* _Given information_:
========================================================================

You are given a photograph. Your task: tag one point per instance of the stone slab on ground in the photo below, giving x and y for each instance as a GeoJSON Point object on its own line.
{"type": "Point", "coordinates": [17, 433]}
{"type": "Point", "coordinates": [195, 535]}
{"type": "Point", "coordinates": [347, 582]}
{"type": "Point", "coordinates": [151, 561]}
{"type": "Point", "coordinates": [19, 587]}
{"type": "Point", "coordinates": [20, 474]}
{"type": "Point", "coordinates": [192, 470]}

========================================================================

* _What the exercise asks_:
Scale the records above: repeat every line, including the requests, but multiply each coordinate in the answers by 2.35 and round the result to a whole number, with halves rounded up.

* _Answer to the problem_:
You are given a photograph. Your task: tag one point per instance of the stone slab on ground in the photo below, giving x and y for each instance as a GeoJSON Point object on its own line.
{"type": "Point", "coordinates": [40, 1018]}
{"type": "Point", "coordinates": [458, 1257]}
{"type": "Point", "coordinates": [815, 1368]}
{"type": "Point", "coordinates": [355, 1318]}
{"type": "Point", "coordinates": [45, 1379]}
{"type": "Point", "coordinates": [47, 1114]}
{"type": "Point", "coordinates": [451, 1105]}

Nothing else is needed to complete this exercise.